** Passage provided **
⁂

They say you can't have your cake and eat it too. I think it is intended as a warning against wanting incompatible or impossible things. But how do you know what is really incompatible until you try to reconcile it? How do you know what is really impossible until you try to realize it? And why would you want to have cake anyway? Cake is for eating, for enjoying, for experiencing, not for having.
I am saying this as a reformed cake-haver. When we were younger, someone gave my brother and I these Henry VIII chocolates, packages of individual chocolate bars with wrappers depicting Henry and his wives. My brother ate all of his chocolates right away but I kept mine for months, maybe even years. Long enough so that when I finally gave in and agreed to open them, they were beyond spoiled. I don't know why I was never tempted to eat them. I was weirdly self-disciplined as a child. I just liked having them and reading the stories on the back about each wife's fate. (None of which were very good. I don't know why women kept lining up to marry that dude. You'd think having a penchant for blaming all his problems on you and then beheading you would be a deal-breaker, no matter how many palaces a guy has.) I don't know why it never occurred to me to eat the chocolates and keep the wrappers with the stories on them. Oh well. I think they might have been mint chocolates so it was no big loss that I never got to eat them (mint is for toothpaste, not candy). Though I do regret not taking advantage of the opportunity to bite off chocolate Henry VIII's head.

⁂

** Raw data **
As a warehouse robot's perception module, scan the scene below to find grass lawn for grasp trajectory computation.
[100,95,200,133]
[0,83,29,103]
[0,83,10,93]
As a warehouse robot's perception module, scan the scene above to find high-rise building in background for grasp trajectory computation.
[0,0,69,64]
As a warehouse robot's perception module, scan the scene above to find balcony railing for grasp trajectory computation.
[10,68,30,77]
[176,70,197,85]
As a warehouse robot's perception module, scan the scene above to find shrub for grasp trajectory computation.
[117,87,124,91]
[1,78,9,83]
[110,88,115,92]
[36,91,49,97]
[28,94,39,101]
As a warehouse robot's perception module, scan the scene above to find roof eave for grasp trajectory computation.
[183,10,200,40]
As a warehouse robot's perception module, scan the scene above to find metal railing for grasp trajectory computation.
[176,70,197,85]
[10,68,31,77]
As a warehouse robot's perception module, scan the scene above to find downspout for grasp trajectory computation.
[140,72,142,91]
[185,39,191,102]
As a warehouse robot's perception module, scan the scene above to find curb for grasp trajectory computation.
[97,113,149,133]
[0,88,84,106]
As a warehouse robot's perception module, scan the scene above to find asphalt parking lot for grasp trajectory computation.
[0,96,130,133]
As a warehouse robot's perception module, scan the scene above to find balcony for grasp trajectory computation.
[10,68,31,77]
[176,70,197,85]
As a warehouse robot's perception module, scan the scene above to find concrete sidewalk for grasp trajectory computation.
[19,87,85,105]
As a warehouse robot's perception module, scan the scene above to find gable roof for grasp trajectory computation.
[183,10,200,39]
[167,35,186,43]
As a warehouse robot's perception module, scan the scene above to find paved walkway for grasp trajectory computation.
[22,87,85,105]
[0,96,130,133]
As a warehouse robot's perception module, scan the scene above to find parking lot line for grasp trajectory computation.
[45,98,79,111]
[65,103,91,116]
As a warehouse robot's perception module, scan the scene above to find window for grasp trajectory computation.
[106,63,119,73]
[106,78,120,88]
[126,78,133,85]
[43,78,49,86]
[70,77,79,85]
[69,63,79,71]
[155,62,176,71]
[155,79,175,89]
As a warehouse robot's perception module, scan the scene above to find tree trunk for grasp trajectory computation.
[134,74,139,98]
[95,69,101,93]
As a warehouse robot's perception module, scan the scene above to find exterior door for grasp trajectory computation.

⁂

** Required work **
a - Reproduce the part of the passage about having your cake and eating it that runs between "They say you" and "not for having.", inclusive.
b - Extend the passage about having your cake and eating it, picking up right after its final sentence.

** Replies **
a -
They say you can't have your cake and eat it too. I think it is intended as a warning against wanting incompatible or impossible things. But how do you know what is really incompatible until you try to reconcile it? How do you know what is really impossible until you try to realize it? And why would you want to have cake anyway? Cake is for eating, for enjoying, for experiencing, not for having.

b -
Delayed gratification and I are good friends. I'm all for making wise decisions that will lead to future awesomeness. But some things are meant to be enjoyed in the moment and if you wait for a "special" occasion or the "right" time, you might miss out. Life is meant to be lived, inhabited fully, used up. Eat the cake.
Lyric of the moment: "The future is no place to place your better days..."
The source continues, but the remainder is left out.